> _Study text_

UCL Lead department: Division of Medicine

Department Website

Lead Supervisor: Simon Walker-Samuel

Project Summary:

The drive towards personalised medicine requires an understanding of the individual characteristics of each patient and their individual disease. Using structural and functional information from imaging technologies such as MRI, x-ray CT and optical coherence tomography (OCT), we have been developing spatial and temporal biophysical simulations of a range of phenomena, including tumour drug delivery and retinal disease progression. Combining this with recent advances in deep generative learning (a form of AI) has enabled us to couple physics-based simulations to real-world clinical data on an individual basis (for example, Brown et al, Nature Communications 15: 6859 (2024)). This project will aim to further develop this approach by: 1) enriching our physics-based models using structural data from high-resolution three-dimensional microscopy; 2) developing methods for linking these models to clinical data using deep generative learning (e.g. image style transfer with latent diffusion models); 3) investigate and validate this approach using established clinical image libraries (e.g. retinal OCT). The outcomes of a successful project will include new approaches to create personalised digital twins (building on our previous work), whose accuracy and reliability have been rigorously assessed, with a view towards translation into the clinic. Successful candidates would have a background in a numerical discipline (e.g. physics, mathematics, computer science) and with experience of coding (ideally python, c++ or Matlab), although applications will be considered on a case-by-case basis. Students will be provided with extensive training in each of the supporting technologies, and will be based in the Centre for Computational Medicine, which aims to provide a diverse, creative and supportive environment that focusses on the development of all students.

> _Recorded information_
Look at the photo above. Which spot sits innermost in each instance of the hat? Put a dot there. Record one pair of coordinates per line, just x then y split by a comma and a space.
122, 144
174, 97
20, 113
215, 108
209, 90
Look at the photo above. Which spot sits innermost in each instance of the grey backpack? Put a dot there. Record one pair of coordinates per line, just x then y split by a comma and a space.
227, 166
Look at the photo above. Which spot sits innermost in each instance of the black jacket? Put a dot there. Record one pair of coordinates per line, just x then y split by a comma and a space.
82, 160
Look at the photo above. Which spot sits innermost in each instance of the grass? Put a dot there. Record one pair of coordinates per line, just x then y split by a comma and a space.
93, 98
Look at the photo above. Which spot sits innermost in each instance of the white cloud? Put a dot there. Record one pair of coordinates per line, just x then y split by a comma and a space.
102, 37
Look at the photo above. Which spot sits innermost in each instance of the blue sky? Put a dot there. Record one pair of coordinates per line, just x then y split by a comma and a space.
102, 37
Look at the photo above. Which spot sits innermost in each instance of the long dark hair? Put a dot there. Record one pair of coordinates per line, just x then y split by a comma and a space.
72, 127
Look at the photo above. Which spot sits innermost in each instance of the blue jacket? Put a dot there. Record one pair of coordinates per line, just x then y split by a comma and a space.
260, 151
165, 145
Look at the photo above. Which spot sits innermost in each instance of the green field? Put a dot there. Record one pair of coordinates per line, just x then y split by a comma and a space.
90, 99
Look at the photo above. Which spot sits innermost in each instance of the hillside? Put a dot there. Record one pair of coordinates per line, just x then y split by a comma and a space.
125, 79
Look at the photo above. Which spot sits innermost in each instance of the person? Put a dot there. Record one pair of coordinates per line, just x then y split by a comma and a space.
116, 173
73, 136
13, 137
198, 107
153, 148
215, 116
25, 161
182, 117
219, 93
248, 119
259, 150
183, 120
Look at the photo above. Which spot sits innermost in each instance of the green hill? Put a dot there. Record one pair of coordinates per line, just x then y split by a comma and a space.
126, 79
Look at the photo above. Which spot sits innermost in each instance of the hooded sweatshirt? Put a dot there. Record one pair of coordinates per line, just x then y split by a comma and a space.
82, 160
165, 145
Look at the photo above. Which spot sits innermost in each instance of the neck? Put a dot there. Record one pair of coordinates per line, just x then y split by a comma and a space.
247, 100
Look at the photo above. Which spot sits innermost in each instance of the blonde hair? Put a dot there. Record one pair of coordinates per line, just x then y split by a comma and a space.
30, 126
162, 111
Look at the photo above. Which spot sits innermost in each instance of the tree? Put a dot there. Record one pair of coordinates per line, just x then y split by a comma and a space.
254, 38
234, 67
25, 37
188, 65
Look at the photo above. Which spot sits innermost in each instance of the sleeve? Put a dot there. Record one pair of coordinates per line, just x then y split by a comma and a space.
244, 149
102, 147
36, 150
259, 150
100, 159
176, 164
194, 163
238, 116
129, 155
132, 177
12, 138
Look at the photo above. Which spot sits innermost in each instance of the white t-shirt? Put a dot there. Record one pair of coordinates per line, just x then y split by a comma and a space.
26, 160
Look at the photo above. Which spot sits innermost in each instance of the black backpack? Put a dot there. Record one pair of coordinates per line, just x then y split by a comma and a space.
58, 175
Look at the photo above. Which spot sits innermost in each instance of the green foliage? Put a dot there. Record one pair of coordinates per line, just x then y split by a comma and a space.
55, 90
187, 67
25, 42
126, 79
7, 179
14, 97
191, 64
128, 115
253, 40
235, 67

> _Problem details_
According to the project description, in which centre will students be based?

> _Response_
The Centre for Computational Medicine.